> _PROBLEM_
From the listing below, return each line that includes "sushi".

> _INFORMATION GIVEN_

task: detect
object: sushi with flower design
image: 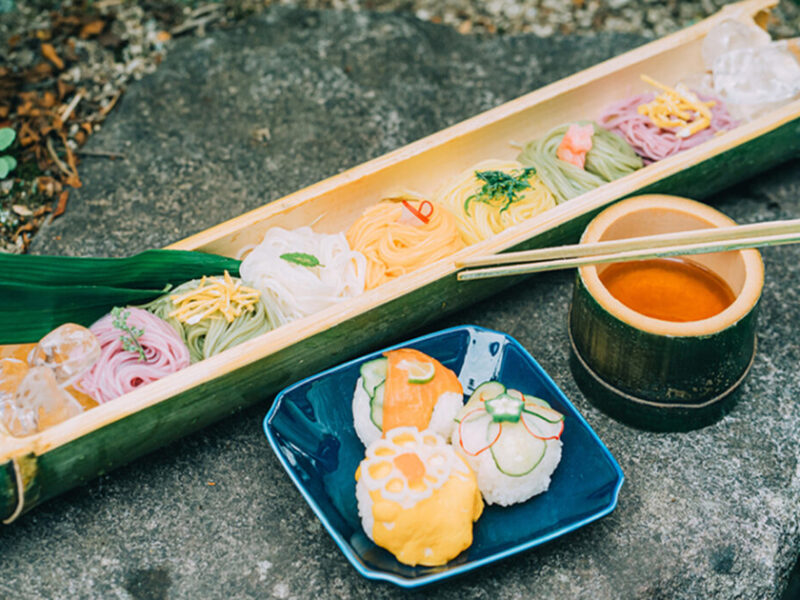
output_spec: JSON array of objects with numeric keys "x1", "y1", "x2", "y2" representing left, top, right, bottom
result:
[
  {"x1": 355, "y1": 427, "x2": 483, "y2": 566},
  {"x1": 452, "y1": 381, "x2": 565, "y2": 506}
]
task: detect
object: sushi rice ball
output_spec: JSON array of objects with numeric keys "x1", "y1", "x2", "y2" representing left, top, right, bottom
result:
[
  {"x1": 452, "y1": 381, "x2": 565, "y2": 506},
  {"x1": 352, "y1": 348, "x2": 463, "y2": 447},
  {"x1": 355, "y1": 427, "x2": 483, "y2": 566}
]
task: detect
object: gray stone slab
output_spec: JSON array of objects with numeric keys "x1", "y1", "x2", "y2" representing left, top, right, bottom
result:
[
  {"x1": 31, "y1": 8, "x2": 645, "y2": 257},
  {"x1": 4, "y1": 6, "x2": 798, "y2": 600}
]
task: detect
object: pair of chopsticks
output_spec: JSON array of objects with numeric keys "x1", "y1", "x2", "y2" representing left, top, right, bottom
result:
[{"x1": 457, "y1": 218, "x2": 800, "y2": 281}]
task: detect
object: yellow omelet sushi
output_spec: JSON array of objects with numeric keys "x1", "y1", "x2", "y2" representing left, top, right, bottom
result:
[{"x1": 355, "y1": 427, "x2": 483, "y2": 566}]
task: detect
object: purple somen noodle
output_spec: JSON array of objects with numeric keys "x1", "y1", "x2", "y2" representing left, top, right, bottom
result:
[{"x1": 599, "y1": 92, "x2": 738, "y2": 163}]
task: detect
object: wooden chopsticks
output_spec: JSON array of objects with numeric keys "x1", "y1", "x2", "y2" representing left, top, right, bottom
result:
[{"x1": 456, "y1": 218, "x2": 800, "y2": 281}]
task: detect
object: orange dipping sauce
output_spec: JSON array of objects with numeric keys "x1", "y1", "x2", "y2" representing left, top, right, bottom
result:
[{"x1": 599, "y1": 257, "x2": 736, "y2": 322}]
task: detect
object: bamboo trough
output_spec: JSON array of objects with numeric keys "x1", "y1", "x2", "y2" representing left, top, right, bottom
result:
[{"x1": 2, "y1": 0, "x2": 798, "y2": 523}]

> _ANSWER TO THIS TASK_
object: sushi with flower design
object: sushi rice ball
object: yellow omelet sushi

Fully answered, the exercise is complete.